SELECTED EXCERPT:
= = = = =

A newspaper can be as good as you can make it. Like all jobs, it requires energy, hard work, talent and dedication. There are times when the future looks grim, when political instability and crime seem overwhelming, and all seems to be lost. So newspapers must be patient, they must take a long view that makes the crises and the setbacks understandable as part of the painful process of building a democratic nation cast adrift from the old relations with Europe and facing multiple challenges, including our own fragile regional experiment.
The highest accolade a newspaper can achieve is credibility. Readers may or may not agree with your editorial opinions on various issues. But it is essential that they learn to trust your reporting. They must be convinced that you are trying to report the news of the day fairly, to tell the truth, that you have no private agenda. This is far from easy to achieve, especially in an ethnically divided society. After all, why should anyone trust you? You have to earn that trust gradually, and ensure that your journalistic heart is in the right place and not the captive of some group or special interest.
It is a demanding task, and there are times, when passions are high on all sides, when you find yourself isolated, trying to maintain a rational position and praying for wisdom. Newspapers must deal forthrightly with all the main issues in the society. There will be pressures from politicians in and out of government, businessmen, advertisers and other interest groups. There can be no compromise: you only have to lose your journalistic soul once. One has a duty to check facts, to get responses from the parties involved, to balance the story and tell it fairly. There are deadlines, time constraints, and vital players who are often not readily available. Judgments have to be made based on the importance of the news, the need to tell the story promptly and the need to get it right.

= = = = =

AVAILABLE DATA:
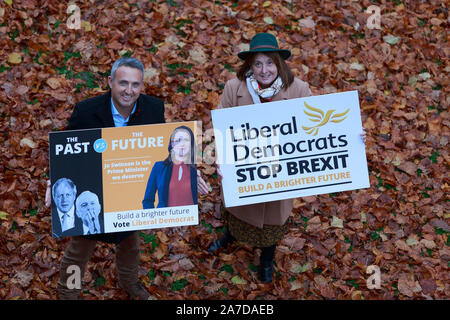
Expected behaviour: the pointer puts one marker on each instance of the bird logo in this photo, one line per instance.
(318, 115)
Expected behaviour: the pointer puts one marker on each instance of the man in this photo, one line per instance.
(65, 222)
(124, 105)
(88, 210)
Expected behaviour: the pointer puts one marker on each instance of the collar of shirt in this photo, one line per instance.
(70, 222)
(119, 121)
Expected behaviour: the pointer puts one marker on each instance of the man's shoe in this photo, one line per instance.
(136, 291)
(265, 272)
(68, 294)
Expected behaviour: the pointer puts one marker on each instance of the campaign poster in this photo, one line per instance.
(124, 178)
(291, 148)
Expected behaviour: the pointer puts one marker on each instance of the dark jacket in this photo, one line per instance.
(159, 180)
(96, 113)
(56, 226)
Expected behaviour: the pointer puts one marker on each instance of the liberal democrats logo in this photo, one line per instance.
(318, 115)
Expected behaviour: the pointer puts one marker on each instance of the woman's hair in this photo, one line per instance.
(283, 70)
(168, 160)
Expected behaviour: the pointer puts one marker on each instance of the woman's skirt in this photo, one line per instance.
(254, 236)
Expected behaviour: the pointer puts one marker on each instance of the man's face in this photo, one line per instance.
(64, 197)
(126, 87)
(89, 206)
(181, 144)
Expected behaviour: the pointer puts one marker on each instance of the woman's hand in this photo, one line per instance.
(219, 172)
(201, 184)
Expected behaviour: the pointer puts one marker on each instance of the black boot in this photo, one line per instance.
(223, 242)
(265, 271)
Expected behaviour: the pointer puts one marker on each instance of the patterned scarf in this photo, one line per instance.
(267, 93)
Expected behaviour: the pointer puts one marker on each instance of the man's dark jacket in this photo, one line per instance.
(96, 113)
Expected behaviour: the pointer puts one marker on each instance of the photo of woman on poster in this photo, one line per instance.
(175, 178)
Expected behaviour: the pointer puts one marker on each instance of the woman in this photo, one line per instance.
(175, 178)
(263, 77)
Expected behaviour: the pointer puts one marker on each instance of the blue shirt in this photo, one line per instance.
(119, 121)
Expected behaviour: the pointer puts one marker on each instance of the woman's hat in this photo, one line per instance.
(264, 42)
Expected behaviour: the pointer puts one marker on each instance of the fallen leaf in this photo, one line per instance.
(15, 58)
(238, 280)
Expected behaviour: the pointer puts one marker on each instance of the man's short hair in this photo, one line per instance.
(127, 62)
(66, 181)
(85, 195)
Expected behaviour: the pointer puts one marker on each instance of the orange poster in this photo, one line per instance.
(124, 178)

= = = = =

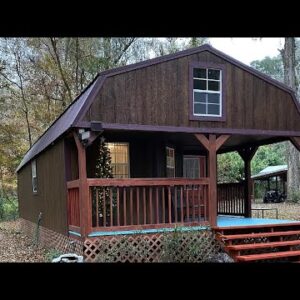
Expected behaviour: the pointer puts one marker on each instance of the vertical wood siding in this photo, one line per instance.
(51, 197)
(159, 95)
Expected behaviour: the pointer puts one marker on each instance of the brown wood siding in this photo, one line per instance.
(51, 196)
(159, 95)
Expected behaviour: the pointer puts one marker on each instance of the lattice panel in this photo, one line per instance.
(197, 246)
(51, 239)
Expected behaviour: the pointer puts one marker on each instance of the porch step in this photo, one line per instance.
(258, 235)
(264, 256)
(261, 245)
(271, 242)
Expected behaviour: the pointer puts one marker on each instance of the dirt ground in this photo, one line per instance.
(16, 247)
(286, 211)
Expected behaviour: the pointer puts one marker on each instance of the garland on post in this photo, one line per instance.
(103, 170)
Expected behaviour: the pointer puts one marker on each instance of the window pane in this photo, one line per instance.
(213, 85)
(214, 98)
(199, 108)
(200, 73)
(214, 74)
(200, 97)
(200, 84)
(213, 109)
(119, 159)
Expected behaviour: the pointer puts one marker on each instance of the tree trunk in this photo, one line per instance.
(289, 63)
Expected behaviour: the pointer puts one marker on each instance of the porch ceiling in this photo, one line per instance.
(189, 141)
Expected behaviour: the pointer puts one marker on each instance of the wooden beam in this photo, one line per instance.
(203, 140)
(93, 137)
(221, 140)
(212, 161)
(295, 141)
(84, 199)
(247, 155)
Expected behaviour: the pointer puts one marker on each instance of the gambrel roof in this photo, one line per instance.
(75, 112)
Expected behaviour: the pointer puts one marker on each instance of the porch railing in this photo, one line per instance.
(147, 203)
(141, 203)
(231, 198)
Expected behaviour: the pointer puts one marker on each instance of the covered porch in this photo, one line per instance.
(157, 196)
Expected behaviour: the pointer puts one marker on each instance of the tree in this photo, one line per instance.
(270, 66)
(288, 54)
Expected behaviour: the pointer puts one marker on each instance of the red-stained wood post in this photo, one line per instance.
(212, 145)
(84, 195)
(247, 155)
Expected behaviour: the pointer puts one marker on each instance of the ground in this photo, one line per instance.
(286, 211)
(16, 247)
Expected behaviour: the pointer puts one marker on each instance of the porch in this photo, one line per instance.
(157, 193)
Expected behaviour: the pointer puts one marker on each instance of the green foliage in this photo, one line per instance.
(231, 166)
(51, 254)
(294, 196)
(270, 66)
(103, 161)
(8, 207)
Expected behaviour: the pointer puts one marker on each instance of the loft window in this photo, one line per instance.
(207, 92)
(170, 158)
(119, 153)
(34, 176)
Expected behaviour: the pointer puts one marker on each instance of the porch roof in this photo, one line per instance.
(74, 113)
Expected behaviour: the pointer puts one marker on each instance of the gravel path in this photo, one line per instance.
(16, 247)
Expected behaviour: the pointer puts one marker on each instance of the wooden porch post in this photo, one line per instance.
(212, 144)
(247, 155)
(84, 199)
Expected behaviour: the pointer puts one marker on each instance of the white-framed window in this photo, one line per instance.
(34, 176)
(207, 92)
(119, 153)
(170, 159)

= = = = =

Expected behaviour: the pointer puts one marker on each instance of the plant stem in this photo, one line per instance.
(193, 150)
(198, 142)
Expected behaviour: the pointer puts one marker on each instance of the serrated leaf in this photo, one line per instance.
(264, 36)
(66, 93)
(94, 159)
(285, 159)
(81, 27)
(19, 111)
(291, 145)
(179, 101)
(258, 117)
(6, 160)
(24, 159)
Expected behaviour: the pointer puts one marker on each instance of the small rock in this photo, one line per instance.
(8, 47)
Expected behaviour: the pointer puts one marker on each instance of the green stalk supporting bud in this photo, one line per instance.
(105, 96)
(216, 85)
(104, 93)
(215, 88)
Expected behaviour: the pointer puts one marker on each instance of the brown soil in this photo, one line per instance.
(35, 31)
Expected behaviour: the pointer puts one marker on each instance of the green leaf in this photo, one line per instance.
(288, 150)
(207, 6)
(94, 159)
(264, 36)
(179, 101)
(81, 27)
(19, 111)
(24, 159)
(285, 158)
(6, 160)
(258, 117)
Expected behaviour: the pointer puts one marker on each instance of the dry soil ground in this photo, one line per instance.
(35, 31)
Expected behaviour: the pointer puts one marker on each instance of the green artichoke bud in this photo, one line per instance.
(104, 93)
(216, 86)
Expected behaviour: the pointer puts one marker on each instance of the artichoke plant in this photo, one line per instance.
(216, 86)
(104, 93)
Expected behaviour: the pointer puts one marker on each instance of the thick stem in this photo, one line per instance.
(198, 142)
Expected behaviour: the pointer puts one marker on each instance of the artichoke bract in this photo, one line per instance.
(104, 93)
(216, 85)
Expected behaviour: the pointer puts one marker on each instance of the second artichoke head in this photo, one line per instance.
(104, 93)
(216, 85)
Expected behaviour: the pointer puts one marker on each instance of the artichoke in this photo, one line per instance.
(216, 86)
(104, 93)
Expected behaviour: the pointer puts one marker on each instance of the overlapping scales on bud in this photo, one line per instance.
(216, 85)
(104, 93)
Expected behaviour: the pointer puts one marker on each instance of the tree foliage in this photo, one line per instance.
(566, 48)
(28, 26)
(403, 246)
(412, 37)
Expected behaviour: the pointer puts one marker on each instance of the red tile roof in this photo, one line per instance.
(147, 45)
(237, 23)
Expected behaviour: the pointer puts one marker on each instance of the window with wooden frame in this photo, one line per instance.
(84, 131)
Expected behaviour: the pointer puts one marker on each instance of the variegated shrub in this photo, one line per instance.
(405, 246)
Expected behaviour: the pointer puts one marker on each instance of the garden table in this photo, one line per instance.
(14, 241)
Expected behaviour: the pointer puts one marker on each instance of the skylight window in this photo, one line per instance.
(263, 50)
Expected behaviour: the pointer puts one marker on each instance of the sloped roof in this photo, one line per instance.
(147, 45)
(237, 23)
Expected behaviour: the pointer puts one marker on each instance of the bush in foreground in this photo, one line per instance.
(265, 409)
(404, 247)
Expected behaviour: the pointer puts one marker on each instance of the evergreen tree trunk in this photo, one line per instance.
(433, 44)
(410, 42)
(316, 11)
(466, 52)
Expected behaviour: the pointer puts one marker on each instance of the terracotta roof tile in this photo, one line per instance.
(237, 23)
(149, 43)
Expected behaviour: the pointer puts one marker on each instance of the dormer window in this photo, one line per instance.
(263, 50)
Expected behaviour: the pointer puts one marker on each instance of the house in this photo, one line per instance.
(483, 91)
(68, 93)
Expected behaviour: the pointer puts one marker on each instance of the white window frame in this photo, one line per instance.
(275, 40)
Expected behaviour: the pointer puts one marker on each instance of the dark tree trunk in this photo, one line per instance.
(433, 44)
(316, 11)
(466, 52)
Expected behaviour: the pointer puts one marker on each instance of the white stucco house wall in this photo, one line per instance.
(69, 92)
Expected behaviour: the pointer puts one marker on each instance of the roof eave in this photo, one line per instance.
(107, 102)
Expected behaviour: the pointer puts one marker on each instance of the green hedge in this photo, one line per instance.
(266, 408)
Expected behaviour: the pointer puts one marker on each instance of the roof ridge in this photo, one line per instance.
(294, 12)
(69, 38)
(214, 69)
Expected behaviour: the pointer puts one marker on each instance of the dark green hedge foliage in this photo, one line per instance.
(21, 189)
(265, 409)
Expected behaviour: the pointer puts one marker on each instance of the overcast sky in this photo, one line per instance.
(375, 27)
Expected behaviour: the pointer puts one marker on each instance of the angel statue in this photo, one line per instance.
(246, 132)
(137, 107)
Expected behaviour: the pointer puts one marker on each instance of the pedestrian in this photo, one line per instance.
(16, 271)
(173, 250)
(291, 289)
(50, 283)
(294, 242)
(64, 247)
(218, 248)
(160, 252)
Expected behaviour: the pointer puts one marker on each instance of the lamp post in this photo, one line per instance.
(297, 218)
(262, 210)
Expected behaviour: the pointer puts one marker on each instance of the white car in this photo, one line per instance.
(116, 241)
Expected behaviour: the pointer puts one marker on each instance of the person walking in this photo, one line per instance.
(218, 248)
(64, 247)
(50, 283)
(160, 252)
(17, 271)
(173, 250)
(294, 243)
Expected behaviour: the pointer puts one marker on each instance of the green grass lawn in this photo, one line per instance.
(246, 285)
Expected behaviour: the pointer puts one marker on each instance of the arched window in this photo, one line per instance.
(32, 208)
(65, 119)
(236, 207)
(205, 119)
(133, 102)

= = = = =

WHAT THE TASK REQUIRES:
Edit the passage on newspapers from "A newspaper can be" to "fragile regional experiment.", writing "bleak" in place of "grim". The items have no connection to the passage on newspapers.

RESPONSE TO THE EXERCISE:
A newspaper can be as good as you can make it. Like all jobs, it requires energy, hard work, talent and dedication. There are times when the future looks bleak, when political instability and crime seem overwhelming, and all seems to be lost. So newspapers must be patient, they must take a long view that makes the crises and the setbacks understandable as part of the painful process of building a democratic nation cast adrift from the old relations with Europe and facing multiple challenges, including our own fragile regional experiment.